**Document:**
*****

The eight full-time officers within Sergeant Stewart’s team are supplemented by six part-time officers - the extra hands are needed in the run-up to Halloween with regular patrols being scheduled in the week leading up to the night itself.

A former officer within the then Mobile Support Unit - effectively the riot police - Sergeant Stewart remembers Halloweens gone by when he stood in Church Square with fireworks coming up the street sideways towards him. Things have calmed since then he tells me, nonetheless touching the wooden table in front of him.

When it’s time to set off, one crew is dispatched to patrol the Gilford, Laurencetown, Scarva and Loughbrickland areas for the duration of the shift while two separate crews patrol Banbridge town centre and the outlying areas.

When asked about how well-resourced he feels this area is, Sergeant Stewart admits he would “of course” like more officers but added that those working in the area at the minute are doing a thorough job.

*****

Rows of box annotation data
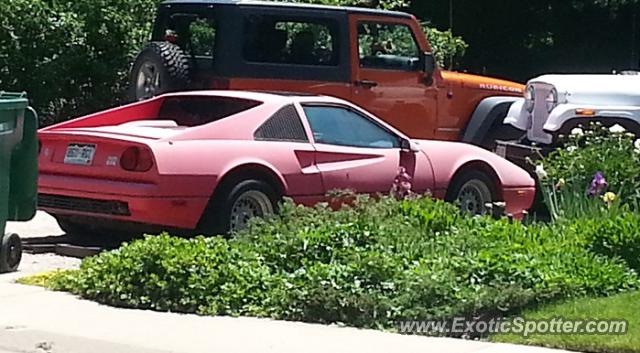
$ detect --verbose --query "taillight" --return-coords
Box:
[120,147,153,172]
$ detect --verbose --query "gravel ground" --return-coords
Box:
[0,212,81,280]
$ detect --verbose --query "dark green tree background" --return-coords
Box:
[410,0,640,81]
[0,0,640,123]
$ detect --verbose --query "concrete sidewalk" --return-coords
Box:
[0,275,572,353]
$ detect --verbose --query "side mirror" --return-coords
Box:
[422,52,436,78]
[400,139,420,152]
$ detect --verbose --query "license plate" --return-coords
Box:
[64,143,96,165]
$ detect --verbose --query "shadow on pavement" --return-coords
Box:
[22,234,133,258]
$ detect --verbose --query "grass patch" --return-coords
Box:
[491,292,640,353]
[40,197,639,329]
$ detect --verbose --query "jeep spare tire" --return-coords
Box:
[131,42,189,101]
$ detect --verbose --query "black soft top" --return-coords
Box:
[162,0,412,18]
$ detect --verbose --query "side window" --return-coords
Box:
[358,22,420,71]
[163,12,217,59]
[243,15,339,66]
[304,105,400,148]
[253,105,309,142]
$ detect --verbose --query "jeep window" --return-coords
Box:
[358,22,420,71]
[164,12,217,59]
[253,105,309,142]
[303,105,400,148]
[158,96,262,126]
[243,15,339,66]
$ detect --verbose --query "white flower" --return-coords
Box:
[609,124,627,133]
[536,164,549,180]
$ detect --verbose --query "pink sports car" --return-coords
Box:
[39,91,535,234]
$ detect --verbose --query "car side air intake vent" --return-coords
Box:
[253,105,309,142]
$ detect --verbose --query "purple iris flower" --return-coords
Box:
[587,172,609,197]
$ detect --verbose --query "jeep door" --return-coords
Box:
[302,103,433,194]
[349,15,438,138]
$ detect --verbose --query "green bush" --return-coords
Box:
[53,197,638,328]
[0,0,464,125]
[538,124,640,220]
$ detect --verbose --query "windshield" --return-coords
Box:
[153,9,218,59]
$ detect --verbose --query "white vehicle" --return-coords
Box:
[504,74,640,145]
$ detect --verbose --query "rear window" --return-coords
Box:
[243,15,339,66]
[158,97,262,126]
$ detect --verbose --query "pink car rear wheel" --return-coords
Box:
[447,170,497,215]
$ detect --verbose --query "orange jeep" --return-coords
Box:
[131,0,524,147]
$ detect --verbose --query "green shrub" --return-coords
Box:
[53,197,638,328]
[571,213,640,272]
[538,124,640,220]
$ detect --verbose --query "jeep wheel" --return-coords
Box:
[131,42,189,101]
[446,170,497,215]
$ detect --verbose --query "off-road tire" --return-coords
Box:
[480,124,525,151]
[198,179,282,236]
[131,42,190,101]
[0,234,22,273]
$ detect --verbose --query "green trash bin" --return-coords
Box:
[0,91,38,273]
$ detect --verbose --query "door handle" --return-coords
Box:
[354,80,378,88]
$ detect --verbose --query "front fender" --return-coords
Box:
[504,98,531,131]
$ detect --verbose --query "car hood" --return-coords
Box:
[529,75,640,106]
[442,71,524,95]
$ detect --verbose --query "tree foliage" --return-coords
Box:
[0,0,464,124]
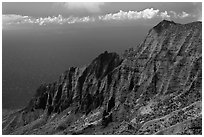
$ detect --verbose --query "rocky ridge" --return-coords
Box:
[2,20,202,135]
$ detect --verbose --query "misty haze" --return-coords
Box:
[2,2,202,135]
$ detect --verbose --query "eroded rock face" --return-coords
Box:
[3,20,202,134]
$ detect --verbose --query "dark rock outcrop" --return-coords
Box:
[3,20,202,134]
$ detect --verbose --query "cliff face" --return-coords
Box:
[2,20,202,134]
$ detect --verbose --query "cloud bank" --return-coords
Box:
[2,8,195,26]
[64,2,104,13]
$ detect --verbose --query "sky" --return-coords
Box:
[2,2,202,108]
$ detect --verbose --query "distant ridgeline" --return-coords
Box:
[2,20,202,135]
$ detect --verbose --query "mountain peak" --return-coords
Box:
[153,20,177,33]
[2,20,202,135]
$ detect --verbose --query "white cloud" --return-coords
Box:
[64,2,104,13]
[2,8,194,26]
[2,14,95,26]
[170,11,194,19]
[160,11,171,19]
[99,8,159,20]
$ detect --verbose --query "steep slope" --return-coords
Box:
[2,20,202,134]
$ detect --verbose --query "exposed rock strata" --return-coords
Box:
[2,20,202,134]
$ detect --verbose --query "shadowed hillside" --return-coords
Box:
[2,20,202,135]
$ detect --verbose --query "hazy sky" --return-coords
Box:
[2,2,202,108]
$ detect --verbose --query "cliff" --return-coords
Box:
[2,20,202,134]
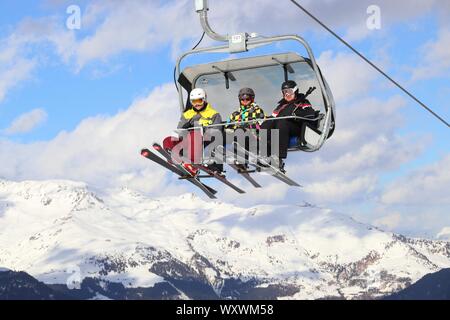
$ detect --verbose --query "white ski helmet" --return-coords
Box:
[189,88,206,104]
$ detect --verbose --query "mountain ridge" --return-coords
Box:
[0,180,450,299]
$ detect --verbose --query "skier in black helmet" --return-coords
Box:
[225,88,266,167]
[226,88,266,130]
[261,80,315,171]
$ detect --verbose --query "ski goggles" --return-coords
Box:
[282,87,298,96]
[191,99,205,106]
[239,94,253,101]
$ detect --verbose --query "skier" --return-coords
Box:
[225,88,266,168]
[163,88,223,176]
[261,80,316,172]
[226,88,266,130]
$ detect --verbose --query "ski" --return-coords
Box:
[153,143,245,193]
[216,146,262,188]
[233,142,301,187]
[141,149,217,199]
[193,164,245,194]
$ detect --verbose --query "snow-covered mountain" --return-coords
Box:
[0,181,450,299]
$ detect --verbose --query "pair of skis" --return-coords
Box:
[141,142,300,199]
[141,143,245,199]
[218,142,301,187]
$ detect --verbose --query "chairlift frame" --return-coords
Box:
[175,0,336,152]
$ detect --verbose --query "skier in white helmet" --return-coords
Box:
[163,88,223,175]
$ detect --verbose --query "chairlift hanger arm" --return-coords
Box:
[212,66,236,89]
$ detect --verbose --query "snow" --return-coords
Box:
[0,180,450,299]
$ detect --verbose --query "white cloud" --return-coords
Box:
[436,227,450,240]
[305,175,377,203]
[0,44,36,103]
[381,154,450,207]
[412,27,450,81]
[317,51,378,104]
[4,109,47,135]
[0,84,180,191]
[373,213,404,230]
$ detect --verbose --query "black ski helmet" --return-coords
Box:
[281,80,298,93]
[238,88,255,99]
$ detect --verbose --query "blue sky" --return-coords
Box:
[0,0,450,239]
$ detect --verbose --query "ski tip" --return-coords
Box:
[141,149,150,157]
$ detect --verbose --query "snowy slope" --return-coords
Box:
[0,181,450,299]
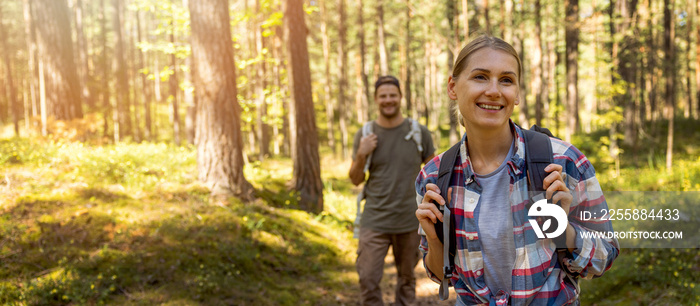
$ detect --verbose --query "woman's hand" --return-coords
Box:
[543,164,573,216]
[416,184,452,240]
[543,164,576,252]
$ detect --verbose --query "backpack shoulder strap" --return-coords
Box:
[362,121,374,172]
[435,141,462,301]
[522,126,554,194]
[404,118,423,153]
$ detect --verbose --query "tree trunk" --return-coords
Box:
[683,1,695,119]
[31,0,83,120]
[357,0,372,120]
[645,0,658,126]
[565,0,579,141]
[286,0,323,213]
[129,11,144,142]
[99,0,112,138]
[114,0,133,141]
[445,0,462,143]
[320,0,336,155]
[188,0,254,200]
[73,0,95,109]
[253,0,270,161]
[695,0,700,120]
[462,0,469,41]
[0,6,20,137]
[504,0,513,43]
[664,0,676,171]
[340,0,350,159]
[513,0,530,127]
[22,0,39,122]
[481,0,493,34]
[136,11,152,141]
[532,0,545,126]
[377,0,389,75]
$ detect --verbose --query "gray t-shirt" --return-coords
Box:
[476,140,515,295]
[352,119,435,234]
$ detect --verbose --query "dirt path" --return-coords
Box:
[342,249,455,306]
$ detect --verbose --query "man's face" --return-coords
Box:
[374,84,401,119]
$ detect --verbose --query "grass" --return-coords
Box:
[0,117,700,305]
[0,139,357,305]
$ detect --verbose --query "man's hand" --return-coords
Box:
[357,134,377,157]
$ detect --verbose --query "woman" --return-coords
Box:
[416,35,619,305]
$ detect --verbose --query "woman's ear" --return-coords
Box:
[447,76,457,100]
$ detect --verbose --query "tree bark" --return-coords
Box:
[169,1,181,146]
[532,0,545,126]
[320,0,336,155]
[31,0,83,120]
[377,0,389,75]
[188,0,253,200]
[99,0,113,138]
[253,0,270,161]
[73,0,95,109]
[286,0,323,213]
[462,0,469,41]
[664,0,676,171]
[0,6,20,137]
[695,0,700,120]
[481,0,493,34]
[445,0,462,143]
[565,0,579,141]
[113,0,132,141]
[136,11,153,141]
[22,0,39,122]
[340,0,350,159]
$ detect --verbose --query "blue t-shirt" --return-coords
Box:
[476,140,515,295]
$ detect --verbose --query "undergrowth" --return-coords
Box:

*****

**What to work on:**
Pick up the Banbridge policing piece after its last sentence and write the next few paragraphs.

**Final result:**
“Do we need more (officers)? I would say not,” he said. “Do we have enough police to police what we have? Yeah, I would say from my looking at it yes we do. If we had more people we could become probably more pro-active and that would be of benefit.”

At around 7pm I head to Edenderry with Sergeant Stewart, Constable Freda Wylie and Constable Chris Mulholland to see how the young people there are getting on with the Nomad Football Cage which is stationed there for the next two hours.

Around 20 youths are present at the cage - a diversionary activity funded by the Community Safety Partnership and run by Youth for Christ - some playing football, and others just hanging around.

It’s a chance for young people to engage with police, says Sergeant Stewart. A part-time colleague, Constable Paul O’Loughlin says this aspect of his job is most rewarding.

“Neighbourhood is much more about getting to the bottom of things and getting them fixed,” he says. “It’s about having a profile with the kids, meeting the young people.”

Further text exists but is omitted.